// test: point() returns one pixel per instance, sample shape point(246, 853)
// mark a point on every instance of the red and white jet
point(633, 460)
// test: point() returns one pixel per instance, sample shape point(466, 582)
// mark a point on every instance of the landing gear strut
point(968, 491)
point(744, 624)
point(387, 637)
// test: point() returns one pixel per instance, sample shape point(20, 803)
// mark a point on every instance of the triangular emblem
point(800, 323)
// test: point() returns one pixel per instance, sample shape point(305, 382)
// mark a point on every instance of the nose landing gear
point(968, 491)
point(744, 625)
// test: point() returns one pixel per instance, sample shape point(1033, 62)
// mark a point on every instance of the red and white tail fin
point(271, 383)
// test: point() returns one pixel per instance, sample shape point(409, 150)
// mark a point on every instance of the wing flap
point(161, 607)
★ ★ ★ ★ ★
→ **Given task**
Change each occurrence of "landing gear" to "undercarriage" in the listing above, and reproduce everything else in it unchanged.

→ **Solution for this problem**
// test: point() returns one pixel per instance, sample shape point(246, 853)
// mark a point on every instance of the red and white jet
point(633, 460)
// test: point() returns one pixel per instance, sample shape point(466, 582)
// mark a point on every instance of the undercarriage strut
point(968, 491)
point(744, 624)
point(387, 637)
// test: point() returns one pixel per instance, sample shape point(20, 803)
// mark a point on every instance of the triangular emblem
point(800, 323)
// test: point() returns one pixel per instance, sample shape point(305, 382)
// mark a point on every instance of the nose undercarriage
point(968, 491)
point(744, 625)
// test: point() returns one pixel per instance, sample shape point(1033, 62)
// mark a point on every instance of the red and white tail fin
point(271, 383)
// test: point() returns one pixel per instance, sample shape point(409, 150)
// mark a point on every instance of the wing flap
point(161, 607)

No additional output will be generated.